ASSIGNED TASK: Reproduce all entries verbatim, with nothing added or dropped.

AVAILABLE DATA:
+ + + + +

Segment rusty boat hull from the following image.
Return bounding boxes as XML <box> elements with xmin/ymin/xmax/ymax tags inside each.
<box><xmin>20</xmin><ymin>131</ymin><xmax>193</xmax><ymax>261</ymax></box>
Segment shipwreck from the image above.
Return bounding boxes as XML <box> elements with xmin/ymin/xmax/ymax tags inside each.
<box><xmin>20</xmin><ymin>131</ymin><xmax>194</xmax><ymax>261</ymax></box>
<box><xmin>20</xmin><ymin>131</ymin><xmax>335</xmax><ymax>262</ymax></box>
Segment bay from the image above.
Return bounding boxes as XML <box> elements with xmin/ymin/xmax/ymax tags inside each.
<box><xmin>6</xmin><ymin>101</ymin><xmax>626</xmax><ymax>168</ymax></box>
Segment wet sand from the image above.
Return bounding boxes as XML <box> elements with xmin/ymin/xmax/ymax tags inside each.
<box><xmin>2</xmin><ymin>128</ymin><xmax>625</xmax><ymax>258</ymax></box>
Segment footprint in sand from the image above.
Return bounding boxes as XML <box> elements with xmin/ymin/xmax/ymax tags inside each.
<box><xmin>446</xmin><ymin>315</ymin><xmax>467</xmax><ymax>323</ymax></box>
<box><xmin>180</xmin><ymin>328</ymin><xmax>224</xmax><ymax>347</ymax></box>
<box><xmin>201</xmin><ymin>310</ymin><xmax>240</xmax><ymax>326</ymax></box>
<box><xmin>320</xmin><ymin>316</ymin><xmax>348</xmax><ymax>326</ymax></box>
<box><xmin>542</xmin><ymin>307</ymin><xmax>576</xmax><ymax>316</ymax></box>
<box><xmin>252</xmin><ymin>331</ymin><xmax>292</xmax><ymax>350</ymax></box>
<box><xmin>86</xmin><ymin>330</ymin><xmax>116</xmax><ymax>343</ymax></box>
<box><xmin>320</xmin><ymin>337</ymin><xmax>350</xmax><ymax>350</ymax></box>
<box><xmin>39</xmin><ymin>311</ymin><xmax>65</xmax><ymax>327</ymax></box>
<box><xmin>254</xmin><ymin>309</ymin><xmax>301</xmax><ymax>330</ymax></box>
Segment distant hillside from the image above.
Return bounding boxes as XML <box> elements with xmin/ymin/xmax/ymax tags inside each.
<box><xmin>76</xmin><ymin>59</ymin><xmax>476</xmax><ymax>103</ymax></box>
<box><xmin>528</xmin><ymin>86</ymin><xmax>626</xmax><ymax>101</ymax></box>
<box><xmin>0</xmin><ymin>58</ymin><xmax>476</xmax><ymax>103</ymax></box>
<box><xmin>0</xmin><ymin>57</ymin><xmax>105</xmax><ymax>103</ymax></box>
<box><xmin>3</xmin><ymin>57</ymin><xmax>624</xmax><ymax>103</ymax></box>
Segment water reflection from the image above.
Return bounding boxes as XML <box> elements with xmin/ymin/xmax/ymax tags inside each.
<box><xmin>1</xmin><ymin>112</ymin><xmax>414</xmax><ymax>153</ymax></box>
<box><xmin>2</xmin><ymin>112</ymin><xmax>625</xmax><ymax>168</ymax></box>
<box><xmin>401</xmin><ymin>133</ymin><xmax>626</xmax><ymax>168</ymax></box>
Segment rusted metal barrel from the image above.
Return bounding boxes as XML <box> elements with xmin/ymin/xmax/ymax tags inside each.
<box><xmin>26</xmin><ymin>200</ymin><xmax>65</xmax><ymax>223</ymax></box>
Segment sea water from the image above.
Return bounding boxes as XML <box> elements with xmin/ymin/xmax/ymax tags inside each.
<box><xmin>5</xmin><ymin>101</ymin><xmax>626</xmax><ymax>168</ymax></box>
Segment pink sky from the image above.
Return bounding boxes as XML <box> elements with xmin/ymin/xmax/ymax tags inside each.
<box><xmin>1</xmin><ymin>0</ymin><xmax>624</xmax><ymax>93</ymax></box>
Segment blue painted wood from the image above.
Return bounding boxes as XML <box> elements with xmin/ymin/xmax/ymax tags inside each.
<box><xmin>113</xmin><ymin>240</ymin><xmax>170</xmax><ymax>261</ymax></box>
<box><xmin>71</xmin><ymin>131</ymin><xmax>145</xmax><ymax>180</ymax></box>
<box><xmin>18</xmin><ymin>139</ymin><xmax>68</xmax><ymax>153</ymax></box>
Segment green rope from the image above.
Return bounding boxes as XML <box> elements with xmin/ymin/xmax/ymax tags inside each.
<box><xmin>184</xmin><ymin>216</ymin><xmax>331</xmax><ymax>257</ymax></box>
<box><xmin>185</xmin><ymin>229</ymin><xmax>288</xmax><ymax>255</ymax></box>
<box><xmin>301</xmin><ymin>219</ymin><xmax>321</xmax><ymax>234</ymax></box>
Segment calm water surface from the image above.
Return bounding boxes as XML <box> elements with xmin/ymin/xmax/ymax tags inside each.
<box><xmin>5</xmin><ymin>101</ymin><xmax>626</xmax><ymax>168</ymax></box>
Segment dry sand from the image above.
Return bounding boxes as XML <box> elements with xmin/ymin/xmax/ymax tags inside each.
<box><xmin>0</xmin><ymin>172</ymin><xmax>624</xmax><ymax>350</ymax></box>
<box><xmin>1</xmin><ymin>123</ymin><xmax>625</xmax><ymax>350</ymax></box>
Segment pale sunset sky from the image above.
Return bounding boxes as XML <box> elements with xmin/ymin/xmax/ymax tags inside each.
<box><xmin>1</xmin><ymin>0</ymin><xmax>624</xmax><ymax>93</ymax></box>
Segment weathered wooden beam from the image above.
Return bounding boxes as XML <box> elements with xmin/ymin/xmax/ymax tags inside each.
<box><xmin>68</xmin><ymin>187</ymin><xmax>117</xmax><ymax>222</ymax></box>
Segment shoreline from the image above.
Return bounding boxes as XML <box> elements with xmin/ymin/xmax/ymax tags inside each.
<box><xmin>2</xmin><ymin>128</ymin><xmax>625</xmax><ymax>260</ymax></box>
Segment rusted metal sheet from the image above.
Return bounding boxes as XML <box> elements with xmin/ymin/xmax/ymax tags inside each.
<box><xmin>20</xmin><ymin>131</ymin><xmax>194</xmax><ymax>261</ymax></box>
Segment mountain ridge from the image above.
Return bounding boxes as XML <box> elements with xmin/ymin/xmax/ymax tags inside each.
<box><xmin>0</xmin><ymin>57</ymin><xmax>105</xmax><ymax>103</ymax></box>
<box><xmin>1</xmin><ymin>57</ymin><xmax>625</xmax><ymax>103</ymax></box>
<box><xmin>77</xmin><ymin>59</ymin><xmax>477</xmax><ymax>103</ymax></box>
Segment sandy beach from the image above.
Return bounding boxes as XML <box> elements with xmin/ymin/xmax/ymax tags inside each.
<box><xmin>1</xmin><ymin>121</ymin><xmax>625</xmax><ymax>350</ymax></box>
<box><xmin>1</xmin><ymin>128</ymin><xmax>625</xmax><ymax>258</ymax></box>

+ + + + +

RESULT:
Segment rusty boat hull from the following image.
Return bounding boxes as XML <box> elements with xmin/ymin/xmax/ymax tags inside each.
<box><xmin>20</xmin><ymin>131</ymin><xmax>193</xmax><ymax>261</ymax></box>
Segment shipwreck from the image above.
Return bounding boxes as XML <box> elements with xmin/ymin/xmax/ymax tags inside each.
<box><xmin>20</xmin><ymin>131</ymin><xmax>194</xmax><ymax>261</ymax></box>
<box><xmin>20</xmin><ymin>131</ymin><xmax>335</xmax><ymax>262</ymax></box>
Segment bay from the image above.
Return bounding boxes as XML <box> elements with xmin/ymin/xmax/ymax tags inside each.
<box><xmin>6</xmin><ymin>101</ymin><xmax>626</xmax><ymax>168</ymax></box>
Segment wet sand from the image above.
Return bounding boxes as XML <box> elements with xmin/ymin/xmax/ymax tags inside each.
<box><xmin>2</xmin><ymin>128</ymin><xmax>625</xmax><ymax>258</ymax></box>
Segment footprint in sand from the image above.
Return bounding boxes as XML <box> elements with xmin/ymin/xmax/ymax tags inside each.
<box><xmin>446</xmin><ymin>315</ymin><xmax>467</xmax><ymax>323</ymax></box>
<box><xmin>180</xmin><ymin>328</ymin><xmax>224</xmax><ymax>347</ymax></box>
<box><xmin>201</xmin><ymin>310</ymin><xmax>240</xmax><ymax>326</ymax></box>
<box><xmin>320</xmin><ymin>316</ymin><xmax>348</xmax><ymax>326</ymax></box>
<box><xmin>542</xmin><ymin>307</ymin><xmax>576</xmax><ymax>316</ymax></box>
<box><xmin>252</xmin><ymin>331</ymin><xmax>292</xmax><ymax>350</ymax></box>
<box><xmin>86</xmin><ymin>330</ymin><xmax>116</xmax><ymax>343</ymax></box>
<box><xmin>320</xmin><ymin>337</ymin><xmax>350</xmax><ymax>350</ymax></box>
<box><xmin>39</xmin><ymin>311</ymin><xmax>65</xmax><ymax>327</ymax></box>
<box><xmin>254</xmin><ymin>309</ymin><xmax>301</xmax><ymax>330</ymax></box>
Segment distant hillside from the image above.
Return bounding boxes as XML <box> elements with xmin/ymin/xmax/ymax tags inside each.
<box><xmin>76</xmin><ymin>59</ymin><xmax>476</xmax><ymax>103</ymax></box>
<box><xmin>528</xmin><ymin>86</ymin><xmax>626</xmax><ymax>101</ymax></box>
<box><xmin>0</xmin><ymin>58</ymin><xmax>476</xmax><ymax>103</ymax></box>
<box><xmin>0</xmin><ymin>57</ymin><xmax>105</xmax><ymax>103</ymax></box>
<box><xmin>3</xmin><ymin>57</ymin><xmax>624</xmax><ymax>103</ymax></box>
Segment water reflection from the image above.
Return bounding boxes as XML <box> elements with xmin/ymin/xmax/ymax tags inside each.
<box><xmin>1</xmin><ymin>112</ymin><xmax>414</xmax><ymax>153</ymax></box>
<box><xmin>2</xmin><ymin>112</ymin><xmax>625</xmax><ymax>168</ymax></box>
<box><xmin>401</xmin><ymin>133</ymin><xmax>626</xmax><ymax>168</ymax></box>
Segment rusted metal barrel from the image above.
Return bounding boxes as XML <box> elements with xmin/ymin/xmax/ymax tags inside each.
<box><xmin>26</xmin><ymin>200</ymin><xmax>65</xmax><ymax>223</ymax></box>
Segment sea water from the image above.
Return bounding boxes as XML <box> elements with xmin/ymin/xmax/ymax tags inside each.
<box><xmin>5</xmin><ymin>101</ymin><xmax>626</xmax><ymax>168</ymax></box>
Segment pink sky from the image above.
Return bounding boxes as XML <box> elements with xmin/ymin/xmax/ymax tags inside each.
<box><xmin>1</xmin><ymin>0</ymin><xmax>624</xmax><ymax>93</ymax></box>
Segment blue painted wood from the image above.
Return bounding boxes as XML <box> elements with xmin/ymin/xmax/ymax tags inside each.
<box><xmin>113</xmin><ymin>240</ymin><xmax>170</xmax><ymax>261</ymax></box>
<box><xmin>71</xmin><ymin>131</ymin><xmax>145</xmax><ymax>180</ymax></box>
<box><xmin>18</xmin><ymin>139</ymin><xmax>68</xmax><ymax>153</ymax></box>
Segment green rope from the image above.
Return bounding boxes as XML <box> elements with xmin/ymin/xmax/ymax tags inside each.
<box><xmin>184</xmin><ymin>216</ymin><xmax>331</xmax><ymax>257</ymax></box>
<box><xmin>185</xmin><ymin>229</ymin><xmax>288</xmax><ymax>255</ymax></box>
<box><xmin>301</xmin><ymin>219</ymin><xmax>321</xmax><ymax>234</ymax></box>
Segment calm water surface from the image above.
Return bounding boxes as XML <box> elements with xmin/ymin/xmax/ymax tags inside each.
<box><xmin>5</xmin><ymin>101</ymin><xmax>626</xmax><ymax>168</ymax></box>
Segment dry sand from the image above.
Return bounding boxes as XML <box> elements with xmin/ymin/xmax/ymax tags inside each.
<box><xmin>0</xmin><ymin>172</ymin><xmax>624</xmax><ymax>350</ymax></box>
<box><xmin>1</xmin><ymin>123</ymin><xmax>625</xmax><ymax>350</ymax></box>
Segment pale sunset sky from the image above.
Return bounding boxes as XML <box> elements with xmin/ymin/xmax/ymax tags inside each.
<box><xmin>1</xmin><ymin>0</ymin><xmax>624</xmax><ymax>93</ymax></box>
Segment weathered wooden beam from the image above.
Return bounding boxes as XML <box> elements with xmin/ymin/xmax/ymax tags inside each.
<box><xmin>68</xmin><ymin>187</ymin><xmax>117</xmax><ymax>222</ymax></box>
Segment shoreline from the image above.
Return bounding boxes as XML <box> elements with xmin/ymin/xmax/ymax tags inside each.
<box><xmin>2</xmin><ymin>128</ymin><xmax>625</xmax><ymax>260</ymax></box>
Segment rusted metal sheet from the image above.
Return bounding boxes as XML <box> elements with xmin/ymin/xmax/ymax tags inside each.
<box><xmin>20</xmin><ymin>131</ymin><xmax>194</xmax><ymax>261</ymax></box>
Segment mountain ridge from the image above.
Return bounding boxes as XML <box> elements with xmin/ymin/xmax/ymax tags inside each.
<box><xmin>0</xmin><ymin>57</ymin><xmax>105</xmax><ymax>103</ymax></box>
<box><xmin>1</xmin><ymin>57</ymin><xmax>625</xmax><ymax>103</ymax></box>
<box><xmin>77</xmin><ymin>59</ymin><xmax>477</xmax><ymax>103</ymax></box>
Segment sandy beach from the image above.
Return bounding boxes as XML <box> elements with xmin/ymin/xmax/ymax tags inside each.
<box><xmin>1</xmin><ymin>121</ymin><xmax>625</xmax><ymax>350</ymax></box>
<box><xmin>1</xmin><ymin>128</ymin><xmax>625</xmax><ymax>258</ymax></box>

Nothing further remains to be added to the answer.